Can the data below be set down again exactly, line for line?
- - - -
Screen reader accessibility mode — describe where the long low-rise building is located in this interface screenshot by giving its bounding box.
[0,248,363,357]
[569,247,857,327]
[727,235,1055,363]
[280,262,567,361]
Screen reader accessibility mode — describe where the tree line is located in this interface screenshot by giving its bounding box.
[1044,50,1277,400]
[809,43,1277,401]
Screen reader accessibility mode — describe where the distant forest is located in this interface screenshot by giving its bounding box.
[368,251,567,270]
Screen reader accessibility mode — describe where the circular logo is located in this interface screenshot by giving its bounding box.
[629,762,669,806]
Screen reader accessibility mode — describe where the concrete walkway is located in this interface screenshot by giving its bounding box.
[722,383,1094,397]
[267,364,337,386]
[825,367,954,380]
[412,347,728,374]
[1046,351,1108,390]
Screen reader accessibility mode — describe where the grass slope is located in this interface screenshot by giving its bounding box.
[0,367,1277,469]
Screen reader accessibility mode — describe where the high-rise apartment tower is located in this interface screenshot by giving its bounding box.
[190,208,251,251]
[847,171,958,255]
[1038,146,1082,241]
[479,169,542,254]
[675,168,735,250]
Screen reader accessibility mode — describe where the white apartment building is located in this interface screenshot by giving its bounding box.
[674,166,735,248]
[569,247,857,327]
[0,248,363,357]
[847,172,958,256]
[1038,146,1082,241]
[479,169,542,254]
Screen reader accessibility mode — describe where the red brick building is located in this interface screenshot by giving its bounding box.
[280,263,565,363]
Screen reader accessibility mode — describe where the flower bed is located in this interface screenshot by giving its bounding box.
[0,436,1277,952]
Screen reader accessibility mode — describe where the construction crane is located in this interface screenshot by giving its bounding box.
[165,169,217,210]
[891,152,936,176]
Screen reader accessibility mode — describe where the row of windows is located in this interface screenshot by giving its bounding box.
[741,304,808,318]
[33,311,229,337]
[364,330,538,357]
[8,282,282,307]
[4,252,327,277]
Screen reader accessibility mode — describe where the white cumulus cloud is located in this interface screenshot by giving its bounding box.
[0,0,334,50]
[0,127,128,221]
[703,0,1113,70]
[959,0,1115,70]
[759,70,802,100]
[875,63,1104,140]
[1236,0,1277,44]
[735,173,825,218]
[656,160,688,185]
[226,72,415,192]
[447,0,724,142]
- - - -
[Exercise solution]
Screen reader accessibility mode — describe where the long low-rise building is located in this interface screenshot by giving its bounding box.
[0,248,363,357]
[569,247,857,327]
[727,235,1055,363]
[280,262,567,361]
Screen reader accessibility mode — describe where the tree line is located in this interface screenshot by giving its bounding box.
[1044,50,1277,400]
[809,43,1277,401]
Screen reader accessibility mode — describe where the distant forest is located in this interface screenshot by giving its bounding box.
[368,251,567,270]
Screen reader accessibility mode — describe where the circular logo is located in this interface screenshot by giving its bounding box.
[629,762,669,806]
Screen reader accessibility mode — describe where the concrete walkway is located in this interface screenshot by giving its bounding box.
[722,383,1094,397]
[267,364,337,386]
[825,367,954,380]
[412,347,728,374]
[1046,351,1108,390]
Screen reader accessibility mode — describe where the grass slope is located in this interface screenshot by giving its bounding box.
[0,367,1277,469]
Screen reader accessibility mode — describe where the high-rise apartment tower is located in this interface screenshot by giving its bounding box.
[190,208,251,251]
[847,171,958,255]
[1038,146,1082,241]
[479,169,542,254]
[675,168,735,250]
Screen reader accessibility mode — describe where the white apartment building is located in this interface screenshot by giving its bounding box.
[674,166,735,248]
[569,247,857,327]
[0,248,363,357]
[847,172,958,256]
[1038,146,1082,241]
[479,169,542,254]
Screen reader accessibility mode — describe where the red brick building is located in this interface screenshot by giving its bounding box.
[280,263,565,363]
Screen reader accessibility mode — describe where the flower bed is located in this interface screenshot by giving its bounding box.
[0,436,1277,952]
Screen reader accessibility mode — describe where the construction crane is located in this interface screenshot by giving its bounding box.
[165,169,217,210]
[891,152,936,176]
Screen reader accessibility mode — describe where the row of windows is located in this interface screenshot by giving its bounding box.
[741,304,808,318]
[33,311,229,337]
[364,330,538,357]
[8,282,282,307]
[4,252,327,277]
Screen reader accessibility mode — describe where the white cumulus cloud is located in this interface screenshot by giving its bounding box.
[0,0,334,50]
[0,127,128,221]
[703,0,1113,70]
[959,0,1115,70]
[759,70,802,100]
[875,63,1104,140]
[1236,0,1277,44]
[735,173,825,218]
[656,160,688,185]
[226,72,415,192]
[447,0,724,142]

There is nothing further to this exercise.